**Exercise requirements:** Extend the passage on security gate calibration and false alarms, starting after its final sentence.

**Supplied text:**
§
Sensitivity calibration is performed by carrying a test tag through the gate at various distances. The technician adjusts the sensitivity potentiometer on the main PCB until the alarm triggers reliably at 1.5 m distance but does not false-alarm when no tag is present. Environmental RF noise (from nearby wireless routers, cell sites, or industrial equipment) may necessitate sensitivity reduction; most retail locations can achieve <0.1% false alarm rate with proper tuning.
False alarms are a significant operational cost. Staff must investigate each alarm, which interrupts service. Common causes include clothing with metallic threading (rare but possible), jewelry (very rare), or reflective surfaces occasionally creating constructive interference. Modern gates include "alarm logging" that records each trigger with a timestamp, helping identify systematic issues.
§
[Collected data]

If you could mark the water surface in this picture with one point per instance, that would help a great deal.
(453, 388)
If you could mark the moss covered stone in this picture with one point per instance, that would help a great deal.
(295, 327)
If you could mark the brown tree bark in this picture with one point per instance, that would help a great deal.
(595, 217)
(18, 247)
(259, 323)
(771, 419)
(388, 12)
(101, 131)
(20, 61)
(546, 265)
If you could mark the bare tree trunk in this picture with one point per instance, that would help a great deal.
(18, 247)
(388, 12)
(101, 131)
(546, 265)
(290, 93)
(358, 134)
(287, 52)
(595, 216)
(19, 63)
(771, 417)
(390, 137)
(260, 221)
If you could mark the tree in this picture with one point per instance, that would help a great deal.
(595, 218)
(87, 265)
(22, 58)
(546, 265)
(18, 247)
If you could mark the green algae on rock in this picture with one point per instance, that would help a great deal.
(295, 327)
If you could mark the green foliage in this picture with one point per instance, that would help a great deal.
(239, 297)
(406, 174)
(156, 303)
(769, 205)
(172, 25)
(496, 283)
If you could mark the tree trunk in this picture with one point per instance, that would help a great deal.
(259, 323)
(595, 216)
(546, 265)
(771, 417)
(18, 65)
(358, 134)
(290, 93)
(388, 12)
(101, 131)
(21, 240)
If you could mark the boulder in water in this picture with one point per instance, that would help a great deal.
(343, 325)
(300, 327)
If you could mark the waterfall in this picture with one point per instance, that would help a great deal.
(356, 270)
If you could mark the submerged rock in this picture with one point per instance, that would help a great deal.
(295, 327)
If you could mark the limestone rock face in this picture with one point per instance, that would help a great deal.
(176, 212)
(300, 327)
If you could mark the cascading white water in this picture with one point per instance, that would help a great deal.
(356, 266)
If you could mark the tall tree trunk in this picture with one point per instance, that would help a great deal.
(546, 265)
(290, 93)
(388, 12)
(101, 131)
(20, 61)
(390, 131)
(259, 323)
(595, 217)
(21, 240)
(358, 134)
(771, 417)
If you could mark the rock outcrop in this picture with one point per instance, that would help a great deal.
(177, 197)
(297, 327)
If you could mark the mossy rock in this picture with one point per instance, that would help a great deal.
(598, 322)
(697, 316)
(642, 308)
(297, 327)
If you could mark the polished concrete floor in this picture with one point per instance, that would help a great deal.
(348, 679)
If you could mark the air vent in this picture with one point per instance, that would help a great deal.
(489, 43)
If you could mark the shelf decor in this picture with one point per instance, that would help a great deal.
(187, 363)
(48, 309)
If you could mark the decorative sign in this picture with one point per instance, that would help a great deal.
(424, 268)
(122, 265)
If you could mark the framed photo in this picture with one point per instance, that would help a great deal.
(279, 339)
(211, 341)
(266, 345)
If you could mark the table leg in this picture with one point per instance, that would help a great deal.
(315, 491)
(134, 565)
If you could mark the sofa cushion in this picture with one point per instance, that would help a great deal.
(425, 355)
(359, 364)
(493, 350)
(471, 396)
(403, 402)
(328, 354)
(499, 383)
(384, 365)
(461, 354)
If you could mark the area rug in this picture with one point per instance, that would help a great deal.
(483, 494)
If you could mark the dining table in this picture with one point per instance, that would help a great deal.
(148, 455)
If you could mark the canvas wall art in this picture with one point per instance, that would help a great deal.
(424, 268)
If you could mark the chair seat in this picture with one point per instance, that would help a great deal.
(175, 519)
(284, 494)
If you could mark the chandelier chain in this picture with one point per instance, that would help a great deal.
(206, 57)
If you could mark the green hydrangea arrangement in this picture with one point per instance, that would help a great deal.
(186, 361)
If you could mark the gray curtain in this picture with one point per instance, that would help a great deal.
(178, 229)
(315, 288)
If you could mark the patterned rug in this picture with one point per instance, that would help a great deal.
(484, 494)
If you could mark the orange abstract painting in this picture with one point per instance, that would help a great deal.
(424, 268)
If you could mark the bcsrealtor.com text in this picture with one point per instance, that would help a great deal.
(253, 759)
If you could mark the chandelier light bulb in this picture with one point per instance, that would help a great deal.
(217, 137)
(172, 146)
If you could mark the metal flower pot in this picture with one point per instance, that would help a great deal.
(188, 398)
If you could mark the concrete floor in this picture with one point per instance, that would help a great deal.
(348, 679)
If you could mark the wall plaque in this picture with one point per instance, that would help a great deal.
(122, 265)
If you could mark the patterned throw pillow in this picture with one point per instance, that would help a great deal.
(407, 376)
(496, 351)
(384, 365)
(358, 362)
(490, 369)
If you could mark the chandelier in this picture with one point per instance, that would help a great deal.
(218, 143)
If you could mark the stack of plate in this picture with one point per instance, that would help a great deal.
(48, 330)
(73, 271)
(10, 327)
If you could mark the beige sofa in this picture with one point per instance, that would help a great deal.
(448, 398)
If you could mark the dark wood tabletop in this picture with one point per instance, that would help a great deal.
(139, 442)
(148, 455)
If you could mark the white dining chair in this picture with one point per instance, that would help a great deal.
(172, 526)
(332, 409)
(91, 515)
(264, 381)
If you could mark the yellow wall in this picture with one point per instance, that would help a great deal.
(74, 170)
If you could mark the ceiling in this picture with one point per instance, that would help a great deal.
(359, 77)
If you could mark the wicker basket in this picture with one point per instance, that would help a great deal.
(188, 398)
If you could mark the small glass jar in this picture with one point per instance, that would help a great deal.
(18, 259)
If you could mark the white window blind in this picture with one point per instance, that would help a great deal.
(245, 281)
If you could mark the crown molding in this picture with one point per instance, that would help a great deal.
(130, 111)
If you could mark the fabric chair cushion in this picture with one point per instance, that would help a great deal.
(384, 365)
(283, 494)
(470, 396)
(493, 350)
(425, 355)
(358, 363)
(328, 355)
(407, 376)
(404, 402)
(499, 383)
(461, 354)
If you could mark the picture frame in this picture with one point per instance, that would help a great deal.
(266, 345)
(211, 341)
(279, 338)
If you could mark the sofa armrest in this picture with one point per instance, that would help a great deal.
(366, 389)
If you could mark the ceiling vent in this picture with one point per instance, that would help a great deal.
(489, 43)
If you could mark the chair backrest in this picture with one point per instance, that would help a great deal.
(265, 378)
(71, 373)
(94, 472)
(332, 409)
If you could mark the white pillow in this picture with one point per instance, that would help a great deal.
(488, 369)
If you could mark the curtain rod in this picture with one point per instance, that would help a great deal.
§
**Exercise result:**
Maintenance
Weekly inspection involves visually checking that the pedestals are vertical, antenna covers are secure, and the electronics cabinet has no water intrusion or loose cables. Monthly testing involves manually carrying a test tag through the gate to verify alarm triggering.
Antenna tuning drifts very slightly over years due to capacitor aging and temperature changes. Every 2–3 years, a technician re-measures antenna impedance and adjusts capacitors if needed. The xenon Strobe Light Assembly lamp has a rated life of 50,000–100,000 flashes (years depending on alarm frequency); when strobe output visibly dims, the lamp is replaced.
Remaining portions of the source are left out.